(Directions)
Turn the lines below into a numbered list, skipping any blank lines.

==== Record list

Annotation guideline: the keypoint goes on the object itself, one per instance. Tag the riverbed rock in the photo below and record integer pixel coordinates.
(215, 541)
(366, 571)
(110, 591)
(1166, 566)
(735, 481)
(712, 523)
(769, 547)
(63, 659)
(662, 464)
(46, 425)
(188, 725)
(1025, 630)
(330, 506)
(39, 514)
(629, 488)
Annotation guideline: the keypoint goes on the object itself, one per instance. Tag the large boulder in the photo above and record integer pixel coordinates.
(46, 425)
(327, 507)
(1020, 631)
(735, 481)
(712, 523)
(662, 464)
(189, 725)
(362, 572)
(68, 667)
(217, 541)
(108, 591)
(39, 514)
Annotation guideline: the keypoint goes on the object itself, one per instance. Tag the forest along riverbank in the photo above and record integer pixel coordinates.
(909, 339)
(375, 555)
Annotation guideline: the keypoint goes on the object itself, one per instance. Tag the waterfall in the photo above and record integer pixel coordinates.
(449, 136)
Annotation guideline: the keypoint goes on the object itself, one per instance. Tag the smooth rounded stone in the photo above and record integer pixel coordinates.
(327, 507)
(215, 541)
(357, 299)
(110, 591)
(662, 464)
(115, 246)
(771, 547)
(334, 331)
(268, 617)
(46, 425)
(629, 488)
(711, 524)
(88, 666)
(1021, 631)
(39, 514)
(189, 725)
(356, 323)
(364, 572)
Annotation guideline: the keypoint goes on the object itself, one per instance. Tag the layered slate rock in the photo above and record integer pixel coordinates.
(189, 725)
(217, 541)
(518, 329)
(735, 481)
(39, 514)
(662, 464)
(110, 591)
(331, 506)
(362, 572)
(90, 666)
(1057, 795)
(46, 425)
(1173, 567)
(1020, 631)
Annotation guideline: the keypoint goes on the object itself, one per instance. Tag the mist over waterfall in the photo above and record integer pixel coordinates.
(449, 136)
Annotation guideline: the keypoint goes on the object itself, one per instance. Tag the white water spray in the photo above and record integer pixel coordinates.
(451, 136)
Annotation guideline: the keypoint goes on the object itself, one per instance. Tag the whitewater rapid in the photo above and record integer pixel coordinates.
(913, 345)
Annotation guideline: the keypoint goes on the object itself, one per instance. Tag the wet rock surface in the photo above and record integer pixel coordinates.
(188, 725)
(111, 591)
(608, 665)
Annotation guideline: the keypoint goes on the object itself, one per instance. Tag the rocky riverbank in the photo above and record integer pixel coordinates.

========

(Problem solution)
1. Annotation guideline: the keypoint goes on the object itself, one per instance. Tag the riverbed rock in the photo below and record integer pixel coordinates.
2. (215, 541)
3. (366, 571)
4. (110, 591)
5. (1166, 566)
6. (735, 481)
7. (712, 523)
8. (769, 547)
9. (63, 659)
10. (662, 464)
11. (46, 425)
12. (188, 725)
13. (1025, 630)
14. (330, 506)
15. (39, 514)
16. (629, 488)
17. Annotation guideline: the keypoint goes on the object itself, one per instance. Tag the large boulder in the photo above and record integer pixel coordinates.
18. (46, 425)
19. (327, 507)
20. (1020, 631)
21. (735, 481)
22. (712, 523)
23. (662, 464)
24. (189, 725)
25. (362, 572)
26. (68, 667)
27. (217, 541)
28. (108, 591)
29. (39, 514)
30. Annotation guideline: the keypoint goes on the object itself, one per instance. Tag the forest along riverbank in the photo above and record integer pixel coordinates.
31. (909, 339)
32. (375, 555)
33. Annotation guideline: the keypoint goes on the object itself, one per instance. Tag the waterfall in the photo above and record integer pixel coordinates.
34. (449, 136)
35. Annotation guideline: the keypoint goes on the object itself, one per instance. Tag the smooth rounded stone in the photo above and record integer pixel coordinates.
36. (327, 507)
37. (215, 541)
38. (357, 299)
39. (110, 591)
40. (662, 464)
41. (115, 246)
42. (771, 547)
43. (334, 331)
44. (268, 617)
45. (46, 425)
46. (629, 488)
47. (711, 524)
48. (88, 666)
49. (1021, 631)
50. (39, 514)
51. (189, 725)
52. (356, 323)
53. (364, 572)
54. Annotation guideline: the keypoint goes on the object itself, one per instance. Tag the layered slate rock in the photo above and record integer pixel coordinates.
55. (189, 725)
56. (217, 541)
57. (518, 329)
58. (735, 481)
59. (39, 514)
60. (662, 464)
61. (110, 591)
62. (331, 506)
63. (362, 572)
64. (90, 666)
65. (1057, 795)
66. (46, 425)
67. (1173, 567)
68. (1020, 631)
69. Annotation guideline: the keypoint goes on the object itself, one per instance. Tag the mist over waterfall in the photo above and record integer pixel coordinates.
70. (449, 136)
71. Annotation guideline: the keypoint goes on the object itself, one per instance. Tag the white water spray in the photo above and record integer pixel coordinates.
72. (451, 136)
73. Annotation guideline: the keypoint goes on the object itself, one per instance. Tag the whitewater rapid in the photo above and record integer pixel coordinates.
74. (913, 345)
75. Annotation guideline: the keypoint goes on the object itself, one per instance. Tag the wet rock surface in the photo above and record integer pixel coordinates.
76. (188, 725)
77. (111, 591)
78. (608, 665)
79. Annotation guideline: the keypoint goes on the object itself, one per instance. Tag the rocky riverbank in the photo above and record integer pixel coordinates.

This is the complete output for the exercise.